• **WRITTEN REQUEST**
Turn the data below into a numbered list with one entry per line. Skip blank lines and leave the pictures out.

--------

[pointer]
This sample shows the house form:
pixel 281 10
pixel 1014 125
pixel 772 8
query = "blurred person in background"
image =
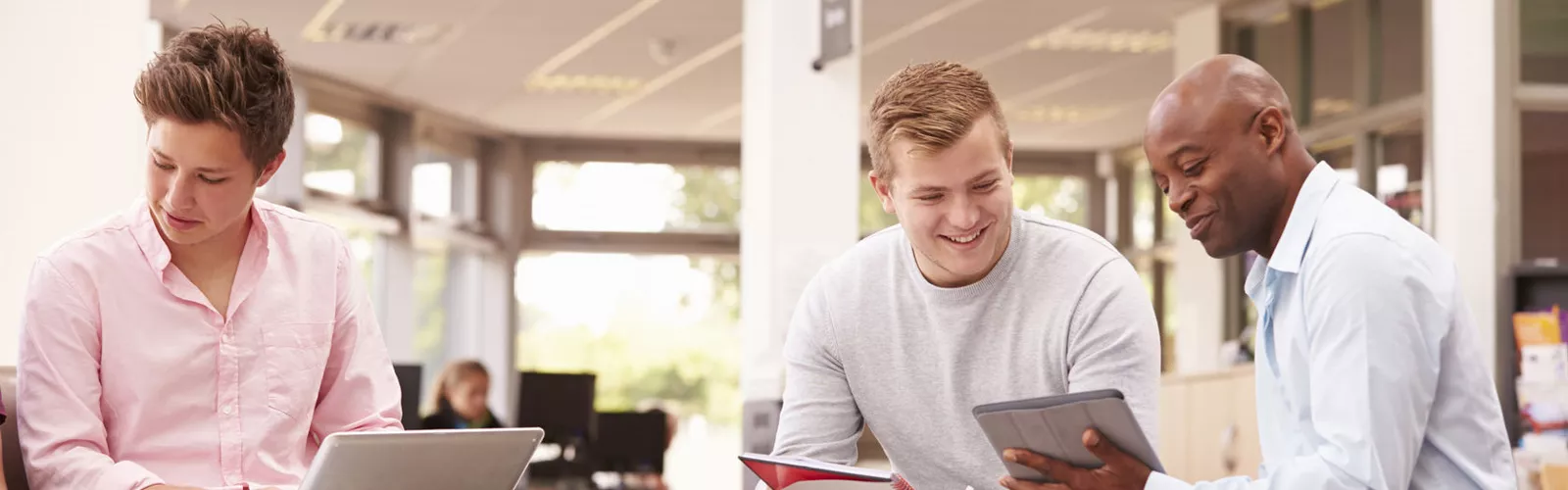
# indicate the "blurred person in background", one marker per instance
pixel 462 399
pixel 201 338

--------

• **CORRECT RESULT**
1. [pointer]
2. This sample shows the house form:
3. pixel 281 10
4. pixel 1014 125
5. pixel 772 8
6. query = "blurred person in background"
7. image =
8. # indicate the "blurred person in background", one marker per instance
9. pixel 462 399
10. pixel 201 338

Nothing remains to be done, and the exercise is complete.